#### GIVEN RECORDS ####

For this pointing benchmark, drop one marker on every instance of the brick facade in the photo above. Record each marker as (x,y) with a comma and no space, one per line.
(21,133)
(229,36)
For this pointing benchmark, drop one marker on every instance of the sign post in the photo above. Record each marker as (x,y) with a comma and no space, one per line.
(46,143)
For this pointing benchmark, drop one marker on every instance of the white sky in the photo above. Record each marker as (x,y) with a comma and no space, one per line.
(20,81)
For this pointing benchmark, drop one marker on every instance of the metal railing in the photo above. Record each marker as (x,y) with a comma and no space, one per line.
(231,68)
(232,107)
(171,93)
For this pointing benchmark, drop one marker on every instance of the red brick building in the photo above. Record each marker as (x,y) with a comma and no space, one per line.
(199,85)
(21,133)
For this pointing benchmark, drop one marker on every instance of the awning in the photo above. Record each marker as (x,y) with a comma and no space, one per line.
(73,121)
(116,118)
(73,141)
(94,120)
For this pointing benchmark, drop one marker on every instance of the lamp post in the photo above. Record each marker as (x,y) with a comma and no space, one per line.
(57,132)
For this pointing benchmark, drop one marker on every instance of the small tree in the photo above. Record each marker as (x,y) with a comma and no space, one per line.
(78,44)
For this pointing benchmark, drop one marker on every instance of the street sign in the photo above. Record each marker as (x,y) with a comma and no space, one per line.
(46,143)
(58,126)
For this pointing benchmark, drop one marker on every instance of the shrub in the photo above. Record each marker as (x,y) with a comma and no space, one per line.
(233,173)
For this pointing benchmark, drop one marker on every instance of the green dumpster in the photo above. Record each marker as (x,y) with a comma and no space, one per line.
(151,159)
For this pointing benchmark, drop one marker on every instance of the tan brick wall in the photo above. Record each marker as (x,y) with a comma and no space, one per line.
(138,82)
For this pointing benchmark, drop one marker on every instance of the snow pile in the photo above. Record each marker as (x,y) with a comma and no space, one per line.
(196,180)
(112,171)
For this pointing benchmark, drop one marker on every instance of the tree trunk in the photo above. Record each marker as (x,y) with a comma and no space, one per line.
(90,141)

####

Reproduce the data, keeping every line exactly the same.

For this pointing benchmark, drop one marker on every instance of the brick facade in the photo above. Record each marker as (x,y) with a comma and no space, one per line.
(21,133)
(229,36)
For this pointing benchmark, drop one marker on every instance of the sign post in the photo above. Record each marker as (x,y) with a comma and no space, one per line.
(46,143)
For this pointing benchmark, drop one marker on every instance of the white sky in the photo above. Record each marker as (x,y) with a comma and no space, one per line.
(20,81)
For this pointing benchmark, drop one marker on every instance of the metal railing in the photo above. Record each marker as (x,y) with a comma and no space, one per line.
(231,68)
(232,107)
(171,93)
For this pointing benchmark, drop one marker on every instance of the red brick building in the photo above. Record each marker as (x,y) with a comma and no space, one per line.
(199,85)
(21,133)
For this pointing benchmark, drop one marker on every instance of the awning in the photo above. Record each marker as (x,y) with a comma and no space, one per line.
(73,121)
(116,118)
(73,141)
(94,120)
For this pointing benchmark, drop one marker on every instance of the lamp post in the photo above. Record each marker as (x,y) with a comma and no space, one per line.
(57,132)
For this pointing benchmark, drop one marker on every instance of the small tree in the photo above. Record each marker as (x,y) with a comma and no space, one per line.
(78,44)
For this pointing benchmark, drop one marker on every instance of the street sign in the photo above. Record each marker as (x,y) with a comma and no space, one per line.
(46,143)
(58,126)
For this pointing benchmark, drop one marker on every instance of the shrub in the photo above. Record each marker as (x,y) with a comma and no space, one per line.
(233,173)
For this pointing benchmark, drop one marker on every instance of the green dumpster in the photo above. Record each marker as (x,y) with a comma and no space, one per line.
(151,159)
For this pointing benchmark, drop one marker on every instance of the tan brick wall in the photo above. Record each marker as (x,y) with a comma and no space, one per line.
(138,82)
For this pointing benchmark, drop one marker on every instance of the snow pile in the photo above. Record each marker as (x,y) with a comma and no space, one per line.
(196,180)
(112,171)
For this pointing benchmark, drop one marker on every instance of the tree trunk in the photo above. Record each marker as (x,y) with a comma and no space, one per line.
(90,141)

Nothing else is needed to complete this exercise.